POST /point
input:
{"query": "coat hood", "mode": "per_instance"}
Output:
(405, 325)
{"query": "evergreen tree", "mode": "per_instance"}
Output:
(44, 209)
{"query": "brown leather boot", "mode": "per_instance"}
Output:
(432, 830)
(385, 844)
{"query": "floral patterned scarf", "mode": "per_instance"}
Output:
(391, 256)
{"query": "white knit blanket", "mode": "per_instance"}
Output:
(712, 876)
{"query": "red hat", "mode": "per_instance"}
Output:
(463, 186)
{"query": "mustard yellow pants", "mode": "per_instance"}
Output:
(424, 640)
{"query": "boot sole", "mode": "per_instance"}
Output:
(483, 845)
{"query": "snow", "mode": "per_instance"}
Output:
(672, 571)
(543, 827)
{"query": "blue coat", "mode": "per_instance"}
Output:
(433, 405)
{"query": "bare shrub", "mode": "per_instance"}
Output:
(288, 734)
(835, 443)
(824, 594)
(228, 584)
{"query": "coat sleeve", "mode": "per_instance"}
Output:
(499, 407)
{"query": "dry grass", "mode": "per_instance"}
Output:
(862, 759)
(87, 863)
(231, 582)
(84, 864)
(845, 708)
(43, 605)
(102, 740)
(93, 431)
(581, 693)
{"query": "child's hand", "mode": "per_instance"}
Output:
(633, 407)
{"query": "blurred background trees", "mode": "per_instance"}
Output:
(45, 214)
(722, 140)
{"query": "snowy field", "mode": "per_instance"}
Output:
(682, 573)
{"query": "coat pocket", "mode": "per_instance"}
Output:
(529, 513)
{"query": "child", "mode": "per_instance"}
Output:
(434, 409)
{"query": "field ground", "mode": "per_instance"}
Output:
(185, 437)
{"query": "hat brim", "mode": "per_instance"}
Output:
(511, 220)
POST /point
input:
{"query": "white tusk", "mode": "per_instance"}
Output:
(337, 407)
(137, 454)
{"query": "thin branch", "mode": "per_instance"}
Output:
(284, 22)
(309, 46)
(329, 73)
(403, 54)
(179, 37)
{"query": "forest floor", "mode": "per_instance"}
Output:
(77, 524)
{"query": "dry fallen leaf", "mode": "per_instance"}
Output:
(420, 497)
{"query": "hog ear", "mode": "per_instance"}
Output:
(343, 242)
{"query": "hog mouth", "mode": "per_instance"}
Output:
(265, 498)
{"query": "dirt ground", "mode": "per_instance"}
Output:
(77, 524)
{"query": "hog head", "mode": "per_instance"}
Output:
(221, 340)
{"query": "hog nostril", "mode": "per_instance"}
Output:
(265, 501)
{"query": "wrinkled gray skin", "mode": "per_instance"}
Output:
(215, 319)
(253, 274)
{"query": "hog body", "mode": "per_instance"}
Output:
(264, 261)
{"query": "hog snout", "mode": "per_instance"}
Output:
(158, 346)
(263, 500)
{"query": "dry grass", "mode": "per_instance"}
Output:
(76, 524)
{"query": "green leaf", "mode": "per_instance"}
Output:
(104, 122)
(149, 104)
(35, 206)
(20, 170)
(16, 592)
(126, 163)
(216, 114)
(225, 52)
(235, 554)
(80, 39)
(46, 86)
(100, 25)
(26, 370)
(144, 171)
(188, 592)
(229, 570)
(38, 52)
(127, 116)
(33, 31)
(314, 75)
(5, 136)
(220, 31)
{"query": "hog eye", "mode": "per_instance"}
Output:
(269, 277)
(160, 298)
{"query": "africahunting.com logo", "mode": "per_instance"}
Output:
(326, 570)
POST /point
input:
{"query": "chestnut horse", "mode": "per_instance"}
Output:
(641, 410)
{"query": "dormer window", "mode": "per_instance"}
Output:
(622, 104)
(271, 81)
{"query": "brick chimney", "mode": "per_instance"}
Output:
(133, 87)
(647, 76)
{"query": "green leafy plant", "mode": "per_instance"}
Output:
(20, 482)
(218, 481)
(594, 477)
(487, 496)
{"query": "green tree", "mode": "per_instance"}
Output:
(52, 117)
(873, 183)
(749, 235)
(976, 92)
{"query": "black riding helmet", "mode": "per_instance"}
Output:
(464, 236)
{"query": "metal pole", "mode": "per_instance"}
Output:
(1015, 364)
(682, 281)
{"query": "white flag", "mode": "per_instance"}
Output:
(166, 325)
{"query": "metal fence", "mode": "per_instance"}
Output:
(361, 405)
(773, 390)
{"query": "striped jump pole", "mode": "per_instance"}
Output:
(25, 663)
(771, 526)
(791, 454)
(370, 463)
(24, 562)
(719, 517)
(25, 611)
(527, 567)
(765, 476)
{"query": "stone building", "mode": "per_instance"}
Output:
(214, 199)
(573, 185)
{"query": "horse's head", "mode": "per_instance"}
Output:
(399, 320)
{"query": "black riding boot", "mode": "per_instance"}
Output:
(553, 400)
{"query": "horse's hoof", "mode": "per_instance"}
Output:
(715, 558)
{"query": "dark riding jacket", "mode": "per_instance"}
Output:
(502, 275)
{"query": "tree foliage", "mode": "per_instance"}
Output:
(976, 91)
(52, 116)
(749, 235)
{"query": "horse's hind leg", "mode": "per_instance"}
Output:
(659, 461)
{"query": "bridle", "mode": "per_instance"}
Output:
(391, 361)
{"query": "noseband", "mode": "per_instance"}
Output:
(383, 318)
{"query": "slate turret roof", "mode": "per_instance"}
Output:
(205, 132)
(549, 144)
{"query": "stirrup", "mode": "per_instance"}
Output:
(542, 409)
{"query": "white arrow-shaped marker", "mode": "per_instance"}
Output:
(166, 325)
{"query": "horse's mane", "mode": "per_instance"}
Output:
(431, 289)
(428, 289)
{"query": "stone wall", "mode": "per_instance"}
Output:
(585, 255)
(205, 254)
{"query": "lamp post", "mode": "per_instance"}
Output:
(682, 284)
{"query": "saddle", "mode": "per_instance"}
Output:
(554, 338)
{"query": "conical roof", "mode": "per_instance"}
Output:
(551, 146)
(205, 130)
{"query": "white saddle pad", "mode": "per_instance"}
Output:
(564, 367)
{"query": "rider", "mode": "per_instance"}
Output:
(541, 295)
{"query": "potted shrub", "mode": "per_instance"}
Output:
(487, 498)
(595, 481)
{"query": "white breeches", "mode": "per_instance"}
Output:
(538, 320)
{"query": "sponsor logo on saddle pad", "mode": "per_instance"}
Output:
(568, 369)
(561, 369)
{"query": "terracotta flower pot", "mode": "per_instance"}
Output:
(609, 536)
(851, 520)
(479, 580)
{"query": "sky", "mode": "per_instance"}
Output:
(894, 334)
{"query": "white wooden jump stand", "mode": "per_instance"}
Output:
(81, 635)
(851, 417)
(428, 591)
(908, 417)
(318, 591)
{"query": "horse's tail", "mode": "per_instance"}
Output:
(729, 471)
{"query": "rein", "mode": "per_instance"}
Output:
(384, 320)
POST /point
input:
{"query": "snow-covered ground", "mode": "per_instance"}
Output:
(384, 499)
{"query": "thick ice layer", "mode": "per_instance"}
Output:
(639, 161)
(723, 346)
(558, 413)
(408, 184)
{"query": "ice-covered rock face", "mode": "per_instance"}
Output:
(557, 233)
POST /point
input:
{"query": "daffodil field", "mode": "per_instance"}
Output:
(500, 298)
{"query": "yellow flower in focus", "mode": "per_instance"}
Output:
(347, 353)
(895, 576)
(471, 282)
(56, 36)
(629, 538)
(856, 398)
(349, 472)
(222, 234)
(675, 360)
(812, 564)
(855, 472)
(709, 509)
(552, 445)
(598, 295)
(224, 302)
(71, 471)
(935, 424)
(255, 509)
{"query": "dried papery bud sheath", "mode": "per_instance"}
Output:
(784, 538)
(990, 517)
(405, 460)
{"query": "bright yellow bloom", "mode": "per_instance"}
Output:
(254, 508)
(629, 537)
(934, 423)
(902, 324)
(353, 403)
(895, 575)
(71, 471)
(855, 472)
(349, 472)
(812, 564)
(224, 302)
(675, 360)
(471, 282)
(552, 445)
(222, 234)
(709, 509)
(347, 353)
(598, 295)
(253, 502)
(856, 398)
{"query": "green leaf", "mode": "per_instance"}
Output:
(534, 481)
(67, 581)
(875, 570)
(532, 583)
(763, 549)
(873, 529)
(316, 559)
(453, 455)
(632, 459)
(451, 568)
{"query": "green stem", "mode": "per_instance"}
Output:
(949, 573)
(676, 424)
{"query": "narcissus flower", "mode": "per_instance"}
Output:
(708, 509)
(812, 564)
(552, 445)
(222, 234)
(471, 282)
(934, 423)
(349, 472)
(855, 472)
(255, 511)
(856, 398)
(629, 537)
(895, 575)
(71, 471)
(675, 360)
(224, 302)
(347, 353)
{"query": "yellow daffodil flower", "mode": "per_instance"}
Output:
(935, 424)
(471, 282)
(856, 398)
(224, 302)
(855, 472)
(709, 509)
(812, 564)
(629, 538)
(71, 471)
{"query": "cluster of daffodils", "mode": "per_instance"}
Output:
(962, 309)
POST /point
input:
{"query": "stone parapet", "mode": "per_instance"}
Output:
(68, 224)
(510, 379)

========================================================================

### EXERCISE DIRECTIONS
Locate every line in the entries above that contains the word "flower", and copy each such line in full.

### TASK OUTPUT
{"query": "terracotta flower pot", "mode": "per_instance"}
{"query": "yellow flower in focus", "mode": "per_instance"}
{"query": "narcissus flower", "mode": "per_instance"}
{"query": "yellow daffodil flower", "mode": "per_instance"}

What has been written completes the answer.